Transcribe the entries below exactly; leave every image out.

==========

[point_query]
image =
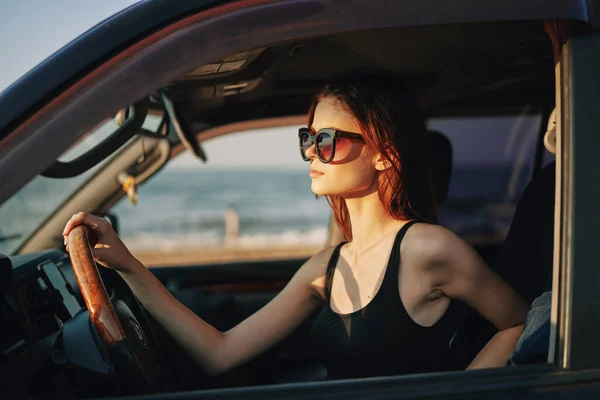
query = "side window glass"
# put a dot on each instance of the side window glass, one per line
(493, 159)
(251, 200)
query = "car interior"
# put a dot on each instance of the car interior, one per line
(478, 72)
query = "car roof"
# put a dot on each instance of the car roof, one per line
(84, 53)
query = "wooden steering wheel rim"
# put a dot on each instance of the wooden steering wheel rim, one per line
(102, 312)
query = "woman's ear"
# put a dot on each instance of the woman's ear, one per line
(382, 163)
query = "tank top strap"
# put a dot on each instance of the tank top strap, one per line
(394, 260)
(331, 270)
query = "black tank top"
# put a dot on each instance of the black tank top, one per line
(381, 338)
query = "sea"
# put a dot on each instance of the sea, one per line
(183, 209)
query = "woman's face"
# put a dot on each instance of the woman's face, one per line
(352, 172)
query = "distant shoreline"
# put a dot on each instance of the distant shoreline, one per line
(218, 255)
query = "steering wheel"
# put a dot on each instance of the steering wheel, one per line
(124, 340)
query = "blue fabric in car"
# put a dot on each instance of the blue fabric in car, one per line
(532, 346)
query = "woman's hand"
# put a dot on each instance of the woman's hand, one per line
(108, 249)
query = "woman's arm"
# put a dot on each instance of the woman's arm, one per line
(215, 351)
(465, 276)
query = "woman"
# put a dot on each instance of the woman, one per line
(387, 294)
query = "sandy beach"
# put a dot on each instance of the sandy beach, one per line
(216, 255)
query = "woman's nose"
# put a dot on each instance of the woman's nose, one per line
(311, 152)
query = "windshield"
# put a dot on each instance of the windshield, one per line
(29, 207)
(25, 211)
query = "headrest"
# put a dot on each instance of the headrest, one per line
(442, 164)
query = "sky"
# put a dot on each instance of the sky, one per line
(31, 30)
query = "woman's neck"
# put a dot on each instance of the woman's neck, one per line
(370, 220)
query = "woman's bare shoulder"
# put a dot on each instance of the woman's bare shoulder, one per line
(318, 262)
(428, 237)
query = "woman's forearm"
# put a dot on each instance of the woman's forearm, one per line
(202, 341)
(498, 349)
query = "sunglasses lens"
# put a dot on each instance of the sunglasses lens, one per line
(304, 144)
(325, 146)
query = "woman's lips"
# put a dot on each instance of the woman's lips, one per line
(315, 174)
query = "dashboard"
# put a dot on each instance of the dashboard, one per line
(48, 345)
(39, 294)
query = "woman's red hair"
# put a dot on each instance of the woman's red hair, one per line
(392, 124)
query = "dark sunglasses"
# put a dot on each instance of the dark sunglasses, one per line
(325, 141)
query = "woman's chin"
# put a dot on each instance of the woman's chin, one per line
(316, 189)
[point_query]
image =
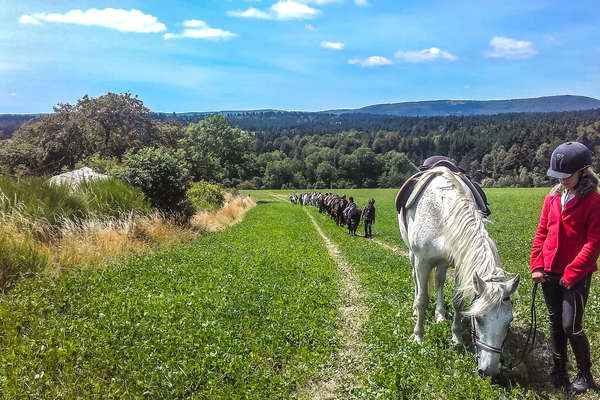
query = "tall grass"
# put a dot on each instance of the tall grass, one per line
(112, 198)
(34, 198)
(49, 228)
(18, 258)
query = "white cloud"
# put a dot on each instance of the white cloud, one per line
(373, 61)
(425, 55)
(503, 47)
(28, 19)
(283, 10)
(250, 13)
(321, 2)
(332, 45)
(119, 19)
(198, 29)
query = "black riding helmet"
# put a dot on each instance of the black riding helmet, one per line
(569, 158)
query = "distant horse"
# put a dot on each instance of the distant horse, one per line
(441, 225)
(338, 211)
(353, 219)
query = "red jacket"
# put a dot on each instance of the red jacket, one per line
(568, 242)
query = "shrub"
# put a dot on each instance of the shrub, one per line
(204, 195)
(247, 185)
(17, 259)
(112, 197)
(103, 165)
(162, 177)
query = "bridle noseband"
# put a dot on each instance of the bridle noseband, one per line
(528, 343)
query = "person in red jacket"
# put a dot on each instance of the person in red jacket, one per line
(564, 255)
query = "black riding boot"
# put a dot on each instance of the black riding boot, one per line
(584, 380)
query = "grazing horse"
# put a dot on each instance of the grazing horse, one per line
(441, 225)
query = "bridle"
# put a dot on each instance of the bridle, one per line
(532, 329)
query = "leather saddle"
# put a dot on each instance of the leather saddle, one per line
(407, 189)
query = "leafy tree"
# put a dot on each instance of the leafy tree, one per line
(163, 178)
(214, 150)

==========

## Result below
[point_query]
image =
query = "side window glass"
# put a dot on each instance of the side window glass, one per line
(493, 159)
(251, 200)
query = "car interior"
# put a dot on each instance of the car interior, one per line
(478, 72)
query = "car roof"
# put a dot on each instance of the car roof, one per line
(84, 53)
query = "wooden steering wheel rim"
# put a dot on each instance of the wooden steering wheel rim, one per line
(102, 312)
query = "woman's ear"
# put a dot on each instance of the woman's ear, one per line
(382, 163)
query = "tank top strap"
# put a dot on each instance of the tank top strap, one per line
(394, 260)
(331, 270)
query = "black tank top"
# put a dot on each instance of the black tank top, one per line
(381, 338)
query = "sea"
# put a dot on each instance of the sea, one per line
(183, 209)
query = "woman's face"
# put a dot on each instance of the woman's face, one per line
(352, 172)
query = "distant shoreline"
# put a dot on each instance of the distant shoreline, one per line
(218, 255)
query = "steering wheel"
# put a dot on each instance of the steering wheel, one per line
(124, 340)
query = "blue fabric in car"
# put a dot on each instance of the blue fabric in car, one per line
(532, 346)
query = "woman's hand"
# put a dot on each instance of the woman's hand, one per line
(108, 249)
query = "woman's arm"
# put a dot on each instance of the woman's arm, one per line
(215, 351)
(465, 276)
query = "woman"
# put a dot on each instance of the woman, one per line
(387, 294)
query = "sandy beach"
# put a dot on each instance of the sandy beach, one per line
(216, 255)
query = "woman's nose"
# put a dot on each instance of the woman's nose, one per line
(311, 152)
query = "windshield"
# put a dot on each instance of the windshield, one per line
(29, 207)
(25, 211)
query = "headrest"
# put a dot on each instance of the headrest, one per line
(442, 164)
query = "sky"
# put a dot on each instance of the sky, one per line
(31, 30)
query = "woman's neck"
# put a dot on each instance of the woman's neck, one per line
(370, 220)
query = "woman's bare shoulder"
# put a dot on each instance of the woman's bare shoulder, one per line
(318, 262)
(428, 237)
query = "woman's forearm"
# put a dot on each instance of the woman's forearm, one per line
(202, 341)
(498, 349)
query = "sunglasses lens"
# put a dot on each instance of the sunglasses lens, one per line
(304, 144)
(325, 146)
query = "woman's lips"
# put a dot on each instance of the woman's lips, one per line
(315, 174)
query = "dashboard"
# put a dot on each instance of the dashboard, one per line
(48, 345)
(39, 294)
query = "woman's red hair"
# put a dot on each instance of the woman's red hair, one per line
(392, 124)
query = "dark sunglasses"
# put a dot on each instance of the dark sunglasses, one per line
(325, 141)
query = "woman's chin"
# put a dot on each instance of the woman's chin, one per line
(316, 189)
[point_query]
image =
query = "tall grass"
# put a dot on each instance of the tall grass, one per line
(112, 198)
(34, 198)
(49, 228)
(18, 258)
query = "white cloud"
# put a dot on each instance of the white cloud, one per line
(373, 61)
(425, 55)
(503, 47)
(28, 19)
(283, 10)
(250, 13)
(321, 2)
(332, 45)
(119, 19)
(198, 29)
query = "black riding helmet"
# put a dot on each instance of the black riding helmet, one per line
(569, 158)
query = "distant horse"
# put a dot on each instance of the distant horse, one per line
(441, 225)
(338, 211)
(353, 219)
query = "red jacket"
# put a dot on each instance of the red jacket, one per line
(568, 242)
query = "shrub"
# put a dot on each instance of the shrub, one per line
(204, 195)
(247, 185)
(17, 259)
(112, 197)
(103, 165)
(162, 177)
query = "bridle noseband"
# put a dot on each instance of the bridle noseband, one per line
(528, 343)
query = "person in red jacket"
# put a dot on each instance of the person in red jacket, one per line
(564, 255)
query = "black riding boot"
# put a dot on each instance of the black riding boot, one per line
(584, 380)
query = "grazing horse"
# put a dot on each instance of the grazing horse, one per line
(441, 225)
query = "bridle"
# put a dot on each instance of the bridle, one per line
(532, 329)
query = "leather saddle"
# put a dot on each instance of the leather saddle, one per line
(407, 189)
query = "leafy tree"
# put a dot on each instance of the leafy tree, one per line
(163, 178)
(214, 150)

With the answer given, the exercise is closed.